For this exercise, return exactly the lines of the material below that begin at the one with "of the backpack" and stop after the one with "column 468, row 367".

Segment Start: MATERIAL FOR THE TASK

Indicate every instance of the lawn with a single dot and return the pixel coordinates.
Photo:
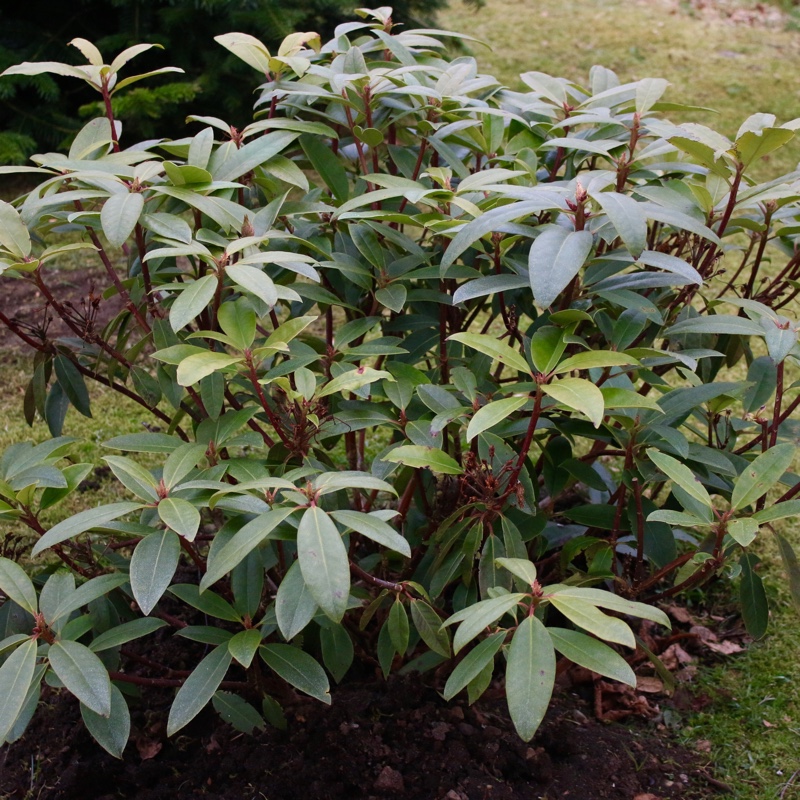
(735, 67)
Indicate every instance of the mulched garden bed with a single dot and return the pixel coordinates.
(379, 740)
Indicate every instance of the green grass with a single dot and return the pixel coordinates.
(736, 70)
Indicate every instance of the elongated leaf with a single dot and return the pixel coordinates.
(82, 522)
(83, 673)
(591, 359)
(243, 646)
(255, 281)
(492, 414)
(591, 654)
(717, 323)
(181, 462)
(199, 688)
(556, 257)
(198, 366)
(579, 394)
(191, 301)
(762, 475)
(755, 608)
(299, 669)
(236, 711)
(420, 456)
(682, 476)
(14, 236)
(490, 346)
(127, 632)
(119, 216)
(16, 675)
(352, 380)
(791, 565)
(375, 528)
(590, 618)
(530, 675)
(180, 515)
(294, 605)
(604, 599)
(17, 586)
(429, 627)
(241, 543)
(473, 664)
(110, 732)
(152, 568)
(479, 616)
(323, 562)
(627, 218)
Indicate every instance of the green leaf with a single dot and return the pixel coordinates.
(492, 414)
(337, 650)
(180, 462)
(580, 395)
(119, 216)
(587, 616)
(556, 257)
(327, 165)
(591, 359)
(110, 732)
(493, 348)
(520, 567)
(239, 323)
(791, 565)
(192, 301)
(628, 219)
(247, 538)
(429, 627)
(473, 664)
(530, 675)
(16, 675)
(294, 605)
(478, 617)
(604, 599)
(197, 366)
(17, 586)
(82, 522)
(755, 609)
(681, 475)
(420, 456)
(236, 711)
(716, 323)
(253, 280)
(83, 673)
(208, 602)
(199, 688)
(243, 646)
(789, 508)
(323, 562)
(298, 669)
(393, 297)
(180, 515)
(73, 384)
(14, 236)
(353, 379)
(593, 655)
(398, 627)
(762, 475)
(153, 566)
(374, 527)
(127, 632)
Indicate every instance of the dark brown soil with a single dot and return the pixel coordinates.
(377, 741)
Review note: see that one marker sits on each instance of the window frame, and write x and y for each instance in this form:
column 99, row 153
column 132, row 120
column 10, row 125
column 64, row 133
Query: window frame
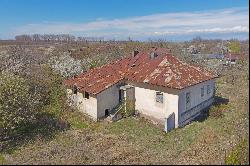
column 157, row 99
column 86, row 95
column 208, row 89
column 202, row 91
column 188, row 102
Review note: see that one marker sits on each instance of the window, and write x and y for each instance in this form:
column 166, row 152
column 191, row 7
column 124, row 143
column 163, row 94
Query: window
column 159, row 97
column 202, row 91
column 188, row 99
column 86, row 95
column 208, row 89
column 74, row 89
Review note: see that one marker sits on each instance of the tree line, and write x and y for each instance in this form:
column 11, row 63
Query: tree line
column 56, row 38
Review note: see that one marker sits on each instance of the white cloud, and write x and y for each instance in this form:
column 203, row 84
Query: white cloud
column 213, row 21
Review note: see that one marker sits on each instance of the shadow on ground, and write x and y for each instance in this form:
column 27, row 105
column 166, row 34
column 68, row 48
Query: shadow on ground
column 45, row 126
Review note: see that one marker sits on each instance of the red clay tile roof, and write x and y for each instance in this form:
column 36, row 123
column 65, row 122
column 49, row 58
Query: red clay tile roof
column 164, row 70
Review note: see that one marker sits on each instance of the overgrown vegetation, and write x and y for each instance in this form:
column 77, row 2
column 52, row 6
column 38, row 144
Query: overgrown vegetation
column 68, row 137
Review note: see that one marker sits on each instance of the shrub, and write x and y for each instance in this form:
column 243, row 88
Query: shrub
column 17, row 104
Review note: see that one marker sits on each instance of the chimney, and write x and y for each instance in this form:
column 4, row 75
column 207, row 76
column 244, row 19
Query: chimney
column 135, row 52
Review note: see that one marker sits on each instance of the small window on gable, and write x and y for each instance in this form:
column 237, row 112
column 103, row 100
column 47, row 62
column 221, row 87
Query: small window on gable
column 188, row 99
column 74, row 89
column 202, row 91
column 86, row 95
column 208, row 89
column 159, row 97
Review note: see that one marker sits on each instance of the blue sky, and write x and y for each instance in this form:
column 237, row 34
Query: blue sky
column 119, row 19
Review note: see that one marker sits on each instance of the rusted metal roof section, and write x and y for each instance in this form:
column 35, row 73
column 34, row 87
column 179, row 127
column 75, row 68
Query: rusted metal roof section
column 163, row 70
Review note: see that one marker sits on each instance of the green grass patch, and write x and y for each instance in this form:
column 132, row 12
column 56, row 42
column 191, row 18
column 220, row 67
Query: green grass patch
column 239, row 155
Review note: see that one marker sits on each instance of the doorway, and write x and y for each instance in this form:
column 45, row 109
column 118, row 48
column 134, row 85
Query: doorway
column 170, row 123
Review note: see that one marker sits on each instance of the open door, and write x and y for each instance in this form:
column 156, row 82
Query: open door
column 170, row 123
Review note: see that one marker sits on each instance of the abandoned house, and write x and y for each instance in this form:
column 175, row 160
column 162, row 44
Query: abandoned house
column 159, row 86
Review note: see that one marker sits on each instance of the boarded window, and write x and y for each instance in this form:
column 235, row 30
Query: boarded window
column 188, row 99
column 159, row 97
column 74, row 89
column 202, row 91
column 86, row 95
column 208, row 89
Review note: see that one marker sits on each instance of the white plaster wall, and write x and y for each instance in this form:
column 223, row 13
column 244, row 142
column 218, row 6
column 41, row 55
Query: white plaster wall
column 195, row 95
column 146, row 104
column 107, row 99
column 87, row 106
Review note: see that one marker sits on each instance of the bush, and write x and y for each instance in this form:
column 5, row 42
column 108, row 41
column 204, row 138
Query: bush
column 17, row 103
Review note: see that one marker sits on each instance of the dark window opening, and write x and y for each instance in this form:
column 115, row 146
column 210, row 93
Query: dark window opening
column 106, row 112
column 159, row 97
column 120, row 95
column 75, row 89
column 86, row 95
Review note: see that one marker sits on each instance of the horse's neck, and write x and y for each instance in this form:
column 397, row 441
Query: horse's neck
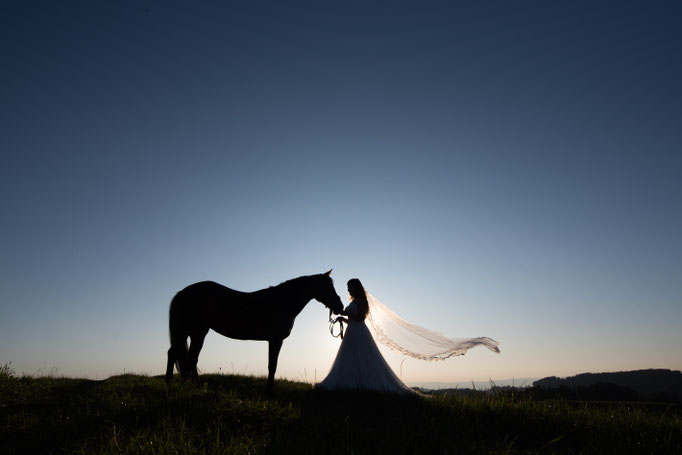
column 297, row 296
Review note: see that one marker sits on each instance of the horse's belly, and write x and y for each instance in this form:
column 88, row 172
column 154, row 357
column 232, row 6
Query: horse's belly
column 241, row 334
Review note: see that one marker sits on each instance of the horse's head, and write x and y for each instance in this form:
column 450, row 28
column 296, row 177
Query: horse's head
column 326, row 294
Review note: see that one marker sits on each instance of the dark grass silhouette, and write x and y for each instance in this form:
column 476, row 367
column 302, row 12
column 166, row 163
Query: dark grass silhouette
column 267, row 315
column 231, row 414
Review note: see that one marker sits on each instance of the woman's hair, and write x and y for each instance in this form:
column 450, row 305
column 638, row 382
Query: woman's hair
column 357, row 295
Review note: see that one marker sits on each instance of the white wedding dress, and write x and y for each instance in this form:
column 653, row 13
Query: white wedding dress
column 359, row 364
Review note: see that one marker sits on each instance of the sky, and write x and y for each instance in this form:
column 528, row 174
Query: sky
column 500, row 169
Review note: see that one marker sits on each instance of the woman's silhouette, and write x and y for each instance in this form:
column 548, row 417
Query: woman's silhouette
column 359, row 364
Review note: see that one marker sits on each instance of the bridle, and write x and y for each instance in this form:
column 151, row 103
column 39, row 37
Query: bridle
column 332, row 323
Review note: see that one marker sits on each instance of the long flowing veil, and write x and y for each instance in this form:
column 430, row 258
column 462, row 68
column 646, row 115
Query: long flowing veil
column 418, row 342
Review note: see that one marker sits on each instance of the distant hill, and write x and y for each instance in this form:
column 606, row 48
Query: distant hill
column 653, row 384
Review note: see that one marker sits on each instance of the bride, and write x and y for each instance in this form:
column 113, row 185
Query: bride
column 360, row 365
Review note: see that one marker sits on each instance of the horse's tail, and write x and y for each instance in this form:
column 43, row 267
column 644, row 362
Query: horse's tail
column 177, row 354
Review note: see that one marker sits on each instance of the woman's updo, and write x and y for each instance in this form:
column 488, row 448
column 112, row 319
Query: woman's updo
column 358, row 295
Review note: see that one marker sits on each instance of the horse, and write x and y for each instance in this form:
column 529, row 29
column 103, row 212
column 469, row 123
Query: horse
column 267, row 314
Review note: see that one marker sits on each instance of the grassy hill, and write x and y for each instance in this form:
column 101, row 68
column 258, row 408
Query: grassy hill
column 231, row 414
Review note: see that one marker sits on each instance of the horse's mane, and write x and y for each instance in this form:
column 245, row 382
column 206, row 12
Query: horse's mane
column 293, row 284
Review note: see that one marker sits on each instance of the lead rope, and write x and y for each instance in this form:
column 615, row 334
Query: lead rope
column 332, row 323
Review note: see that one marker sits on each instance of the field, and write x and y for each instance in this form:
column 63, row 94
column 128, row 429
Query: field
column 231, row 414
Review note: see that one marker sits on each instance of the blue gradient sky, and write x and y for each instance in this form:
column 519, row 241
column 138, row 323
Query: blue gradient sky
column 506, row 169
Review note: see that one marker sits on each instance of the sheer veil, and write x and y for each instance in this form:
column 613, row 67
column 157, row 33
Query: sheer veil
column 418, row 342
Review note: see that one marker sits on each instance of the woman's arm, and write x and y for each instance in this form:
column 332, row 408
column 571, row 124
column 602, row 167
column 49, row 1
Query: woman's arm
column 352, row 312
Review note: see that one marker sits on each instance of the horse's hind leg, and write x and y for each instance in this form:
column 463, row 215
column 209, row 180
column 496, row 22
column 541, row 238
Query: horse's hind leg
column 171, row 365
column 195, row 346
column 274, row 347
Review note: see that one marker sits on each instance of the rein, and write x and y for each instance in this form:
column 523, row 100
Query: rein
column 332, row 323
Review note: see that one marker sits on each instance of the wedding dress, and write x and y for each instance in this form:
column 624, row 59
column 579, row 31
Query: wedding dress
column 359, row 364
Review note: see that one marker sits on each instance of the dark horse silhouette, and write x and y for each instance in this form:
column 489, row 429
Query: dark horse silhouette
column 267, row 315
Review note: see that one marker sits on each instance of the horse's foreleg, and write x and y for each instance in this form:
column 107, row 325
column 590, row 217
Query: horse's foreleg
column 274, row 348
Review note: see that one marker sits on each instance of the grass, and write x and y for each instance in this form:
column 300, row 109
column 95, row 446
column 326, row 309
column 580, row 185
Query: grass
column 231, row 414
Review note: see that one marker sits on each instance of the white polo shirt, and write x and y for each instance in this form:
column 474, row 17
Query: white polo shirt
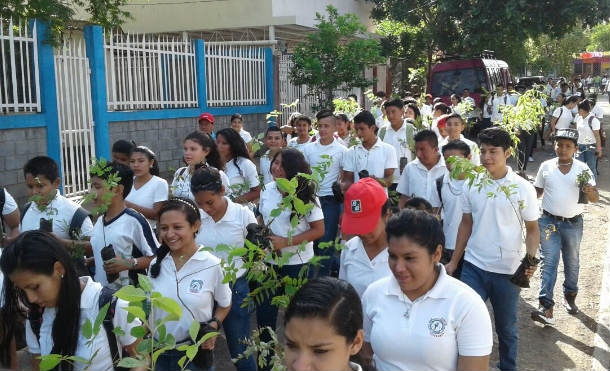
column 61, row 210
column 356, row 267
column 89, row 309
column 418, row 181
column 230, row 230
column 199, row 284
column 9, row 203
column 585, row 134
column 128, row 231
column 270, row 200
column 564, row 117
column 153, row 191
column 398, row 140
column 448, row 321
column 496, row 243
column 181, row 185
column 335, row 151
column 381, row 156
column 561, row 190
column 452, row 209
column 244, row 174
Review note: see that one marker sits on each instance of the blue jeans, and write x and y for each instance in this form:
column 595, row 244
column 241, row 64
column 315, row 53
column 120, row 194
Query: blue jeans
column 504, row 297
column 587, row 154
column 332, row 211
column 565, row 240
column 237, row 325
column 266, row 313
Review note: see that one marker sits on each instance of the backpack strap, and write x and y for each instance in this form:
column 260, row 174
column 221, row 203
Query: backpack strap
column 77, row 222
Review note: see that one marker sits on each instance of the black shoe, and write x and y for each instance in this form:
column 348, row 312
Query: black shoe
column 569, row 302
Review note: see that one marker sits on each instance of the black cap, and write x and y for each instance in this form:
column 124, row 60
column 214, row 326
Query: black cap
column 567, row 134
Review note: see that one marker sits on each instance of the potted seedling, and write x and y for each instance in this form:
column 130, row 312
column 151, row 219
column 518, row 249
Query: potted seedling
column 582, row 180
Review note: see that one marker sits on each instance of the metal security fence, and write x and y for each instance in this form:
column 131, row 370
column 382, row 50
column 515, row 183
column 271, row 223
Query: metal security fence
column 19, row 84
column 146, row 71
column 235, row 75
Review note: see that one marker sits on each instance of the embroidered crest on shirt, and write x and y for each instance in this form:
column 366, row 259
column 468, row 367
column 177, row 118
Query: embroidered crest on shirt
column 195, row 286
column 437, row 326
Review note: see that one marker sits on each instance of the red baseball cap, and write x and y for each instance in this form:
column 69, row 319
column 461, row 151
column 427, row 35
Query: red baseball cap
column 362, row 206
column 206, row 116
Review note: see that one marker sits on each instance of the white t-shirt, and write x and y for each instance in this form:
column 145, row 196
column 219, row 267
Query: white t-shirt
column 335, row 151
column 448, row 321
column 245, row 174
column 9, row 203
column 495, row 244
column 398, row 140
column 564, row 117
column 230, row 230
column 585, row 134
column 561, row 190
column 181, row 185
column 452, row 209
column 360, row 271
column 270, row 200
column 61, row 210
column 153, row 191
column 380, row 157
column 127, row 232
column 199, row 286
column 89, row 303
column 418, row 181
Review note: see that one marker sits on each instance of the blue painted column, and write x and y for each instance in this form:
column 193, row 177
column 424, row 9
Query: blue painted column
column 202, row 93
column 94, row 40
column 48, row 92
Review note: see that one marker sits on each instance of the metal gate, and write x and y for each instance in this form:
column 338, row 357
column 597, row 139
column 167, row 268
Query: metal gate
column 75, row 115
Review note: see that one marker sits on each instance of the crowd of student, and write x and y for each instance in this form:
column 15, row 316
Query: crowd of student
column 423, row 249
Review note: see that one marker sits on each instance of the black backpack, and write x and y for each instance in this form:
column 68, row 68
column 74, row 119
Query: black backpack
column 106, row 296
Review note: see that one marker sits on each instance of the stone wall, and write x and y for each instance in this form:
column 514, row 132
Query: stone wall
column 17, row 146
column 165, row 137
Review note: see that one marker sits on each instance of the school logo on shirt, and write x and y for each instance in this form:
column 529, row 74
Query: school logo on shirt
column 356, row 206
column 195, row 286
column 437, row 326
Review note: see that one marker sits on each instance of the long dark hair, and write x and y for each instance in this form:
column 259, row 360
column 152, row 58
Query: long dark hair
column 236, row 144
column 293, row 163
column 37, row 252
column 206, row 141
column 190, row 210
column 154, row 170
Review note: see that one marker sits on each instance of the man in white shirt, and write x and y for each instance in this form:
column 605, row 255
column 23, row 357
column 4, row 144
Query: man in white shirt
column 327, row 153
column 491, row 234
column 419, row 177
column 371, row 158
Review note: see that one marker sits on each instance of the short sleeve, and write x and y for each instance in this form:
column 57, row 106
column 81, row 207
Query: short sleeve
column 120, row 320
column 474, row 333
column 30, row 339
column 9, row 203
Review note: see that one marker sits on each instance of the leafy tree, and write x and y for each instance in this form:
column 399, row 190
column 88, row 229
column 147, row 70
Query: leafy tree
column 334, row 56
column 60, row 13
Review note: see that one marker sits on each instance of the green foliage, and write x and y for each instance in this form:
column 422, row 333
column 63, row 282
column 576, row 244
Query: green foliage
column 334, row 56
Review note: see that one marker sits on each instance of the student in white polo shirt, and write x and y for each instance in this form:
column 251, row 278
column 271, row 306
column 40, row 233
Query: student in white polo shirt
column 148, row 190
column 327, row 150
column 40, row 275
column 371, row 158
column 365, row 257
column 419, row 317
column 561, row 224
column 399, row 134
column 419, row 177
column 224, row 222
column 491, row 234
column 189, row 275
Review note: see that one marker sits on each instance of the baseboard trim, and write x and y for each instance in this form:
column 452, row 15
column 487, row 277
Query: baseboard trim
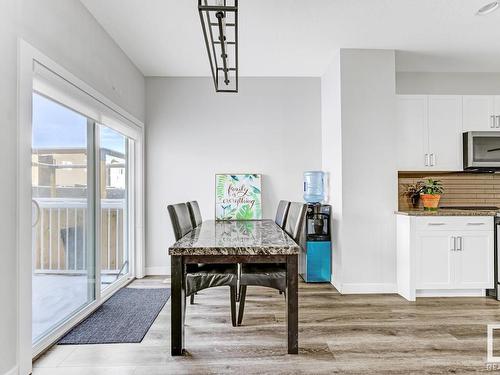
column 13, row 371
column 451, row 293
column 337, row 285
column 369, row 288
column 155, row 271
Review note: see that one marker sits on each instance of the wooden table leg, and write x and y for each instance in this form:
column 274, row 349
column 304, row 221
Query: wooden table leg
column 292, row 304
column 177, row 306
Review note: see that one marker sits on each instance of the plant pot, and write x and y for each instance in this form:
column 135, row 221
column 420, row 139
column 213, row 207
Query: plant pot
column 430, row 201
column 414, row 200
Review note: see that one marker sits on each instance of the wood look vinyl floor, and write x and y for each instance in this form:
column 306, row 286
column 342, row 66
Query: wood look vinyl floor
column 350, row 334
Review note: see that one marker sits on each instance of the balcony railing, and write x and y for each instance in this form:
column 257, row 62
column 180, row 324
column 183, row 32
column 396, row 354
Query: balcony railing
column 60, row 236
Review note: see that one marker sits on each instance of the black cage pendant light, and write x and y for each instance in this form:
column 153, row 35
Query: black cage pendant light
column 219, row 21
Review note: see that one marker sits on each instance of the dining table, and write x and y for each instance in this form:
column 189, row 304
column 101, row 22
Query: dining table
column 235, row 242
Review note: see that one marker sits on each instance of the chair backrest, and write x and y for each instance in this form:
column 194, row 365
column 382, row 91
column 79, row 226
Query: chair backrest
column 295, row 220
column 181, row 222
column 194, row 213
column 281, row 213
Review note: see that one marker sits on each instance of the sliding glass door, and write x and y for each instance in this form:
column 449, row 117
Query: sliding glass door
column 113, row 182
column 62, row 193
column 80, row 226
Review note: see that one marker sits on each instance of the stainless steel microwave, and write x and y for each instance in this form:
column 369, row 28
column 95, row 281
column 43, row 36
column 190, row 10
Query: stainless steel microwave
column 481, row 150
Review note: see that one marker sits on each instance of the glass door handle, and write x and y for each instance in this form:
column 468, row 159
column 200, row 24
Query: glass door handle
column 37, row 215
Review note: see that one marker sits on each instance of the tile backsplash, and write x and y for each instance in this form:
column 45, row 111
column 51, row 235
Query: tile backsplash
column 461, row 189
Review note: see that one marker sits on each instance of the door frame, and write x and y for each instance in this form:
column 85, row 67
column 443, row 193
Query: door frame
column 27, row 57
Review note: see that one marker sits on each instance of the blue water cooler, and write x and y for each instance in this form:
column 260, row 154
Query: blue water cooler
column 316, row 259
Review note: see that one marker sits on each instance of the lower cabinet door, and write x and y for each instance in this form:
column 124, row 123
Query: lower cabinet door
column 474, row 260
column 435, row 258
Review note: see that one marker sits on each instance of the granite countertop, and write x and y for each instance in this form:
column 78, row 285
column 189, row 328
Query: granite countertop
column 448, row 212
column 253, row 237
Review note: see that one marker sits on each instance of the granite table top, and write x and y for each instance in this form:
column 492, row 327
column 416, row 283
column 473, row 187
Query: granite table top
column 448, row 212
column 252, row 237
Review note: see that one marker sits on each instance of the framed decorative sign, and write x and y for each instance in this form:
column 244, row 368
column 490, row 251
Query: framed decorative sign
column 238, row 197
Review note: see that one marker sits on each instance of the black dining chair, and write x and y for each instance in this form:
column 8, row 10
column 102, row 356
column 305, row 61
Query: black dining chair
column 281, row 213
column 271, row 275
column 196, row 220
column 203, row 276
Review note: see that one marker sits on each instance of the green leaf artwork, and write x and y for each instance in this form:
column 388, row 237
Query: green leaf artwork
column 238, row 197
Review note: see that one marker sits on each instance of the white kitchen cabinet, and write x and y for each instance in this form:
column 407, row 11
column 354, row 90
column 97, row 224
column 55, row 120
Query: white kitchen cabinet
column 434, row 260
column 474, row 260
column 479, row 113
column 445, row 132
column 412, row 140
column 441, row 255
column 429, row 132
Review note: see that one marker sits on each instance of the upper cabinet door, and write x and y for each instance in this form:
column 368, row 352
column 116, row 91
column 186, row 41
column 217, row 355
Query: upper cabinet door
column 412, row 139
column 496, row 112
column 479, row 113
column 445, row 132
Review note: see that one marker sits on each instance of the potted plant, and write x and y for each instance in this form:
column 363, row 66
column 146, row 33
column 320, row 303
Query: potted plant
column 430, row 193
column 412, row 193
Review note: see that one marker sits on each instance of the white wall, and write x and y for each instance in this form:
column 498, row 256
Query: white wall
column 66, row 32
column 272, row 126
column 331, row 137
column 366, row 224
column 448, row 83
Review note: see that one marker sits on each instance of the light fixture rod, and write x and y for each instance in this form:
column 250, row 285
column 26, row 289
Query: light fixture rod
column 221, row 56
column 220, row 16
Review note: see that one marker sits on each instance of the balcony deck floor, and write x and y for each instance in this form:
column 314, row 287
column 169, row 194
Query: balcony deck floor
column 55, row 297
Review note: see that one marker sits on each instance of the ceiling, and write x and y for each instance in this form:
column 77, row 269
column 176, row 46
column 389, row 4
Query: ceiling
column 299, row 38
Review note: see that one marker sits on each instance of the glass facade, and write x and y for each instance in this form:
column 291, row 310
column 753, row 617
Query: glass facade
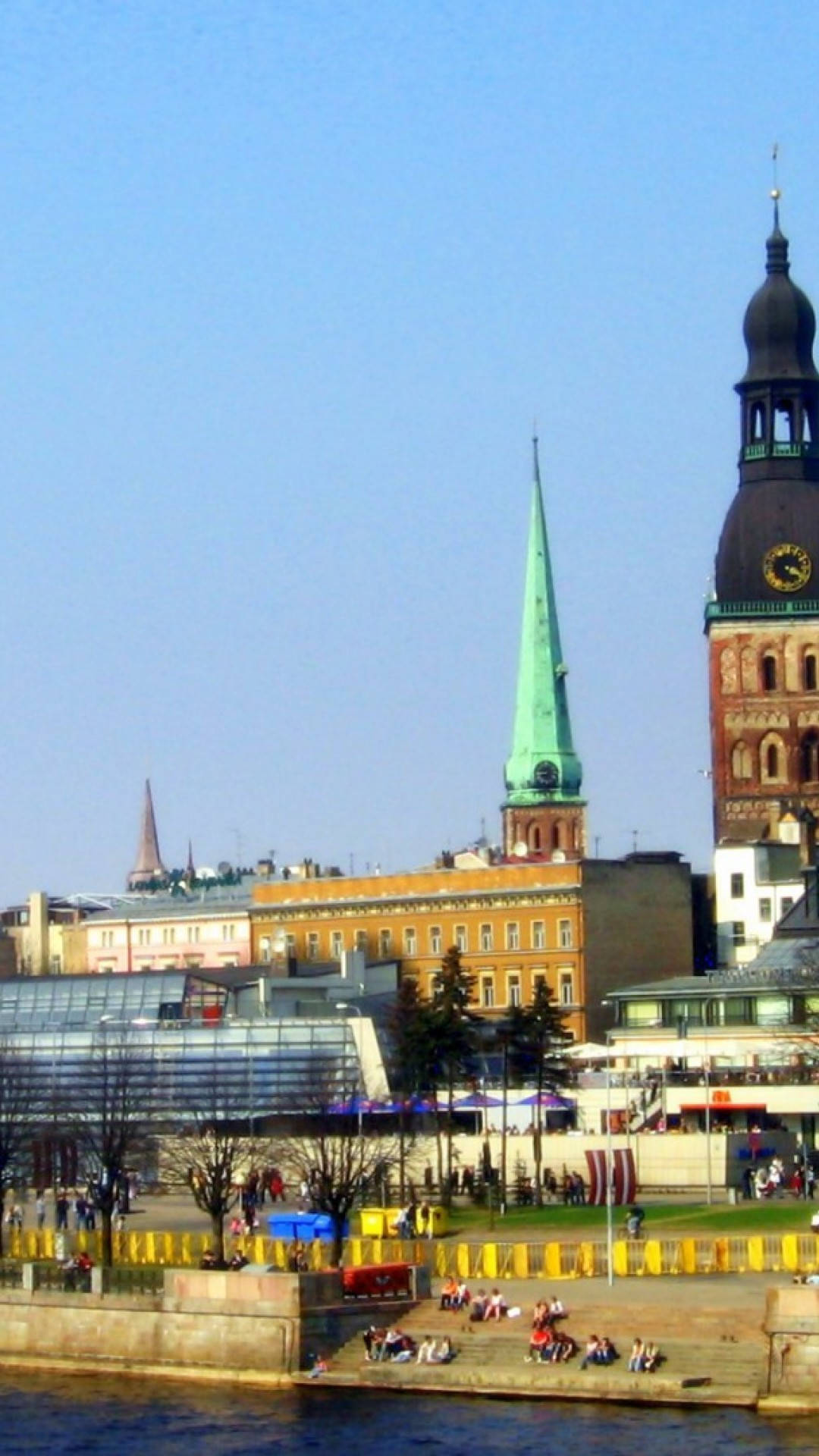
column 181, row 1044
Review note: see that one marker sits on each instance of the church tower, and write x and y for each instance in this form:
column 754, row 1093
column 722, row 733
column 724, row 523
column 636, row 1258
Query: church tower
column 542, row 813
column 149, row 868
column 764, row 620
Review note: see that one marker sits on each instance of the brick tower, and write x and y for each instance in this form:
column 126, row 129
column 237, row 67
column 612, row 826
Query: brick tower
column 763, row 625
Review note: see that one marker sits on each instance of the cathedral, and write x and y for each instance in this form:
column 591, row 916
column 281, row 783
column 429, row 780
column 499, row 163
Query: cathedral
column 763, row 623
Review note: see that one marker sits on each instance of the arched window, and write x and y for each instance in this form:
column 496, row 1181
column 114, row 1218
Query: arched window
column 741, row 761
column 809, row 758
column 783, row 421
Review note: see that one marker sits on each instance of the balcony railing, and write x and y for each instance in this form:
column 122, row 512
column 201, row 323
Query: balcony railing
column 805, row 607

Segment End: MATERIAL FOR THE TASK

* **REPLY TO THE EXERCISE**
Review note: see that one marker sits on each instance of the backpack strap, and write x and y for each instance in this form:
column 260, row 174
column 221, row 203
Query: backpack strap
column 77, row 222
Review note: see that one marker sits on each instance of the black shoe, and write x and y for each instance in this form:
column 348, row 312
Query: black shoe
column 569, row 302
Review note: see that one marker sits on each instance of the black cap, and write x and y for each instance in this form:
column 124, row 60
column 214, row 326
Query: black cap
column 567, row 134
Review note: see that one marker sits on each instance of the potted seedling, and write x and y for each instance in this form:
column 130, row 312
column 151, row 219
column 518, row 249
Query: potted seedling
column 582, row 180
Review note: see that one marker sits on each instance of the metal security fence, and write x and y for each instance in this form:
column 131, row 370
column 382, row 50
column 515, row 183
column 271, row 223
Query: metal security fence
column 19, row 84
column 146, row 71
column 235, row 75
Review note: see that one marker sits on each instance of the embroidered crest on shirt, and write x and y for each instance in this form:
column 366, row 259
column 468, row 367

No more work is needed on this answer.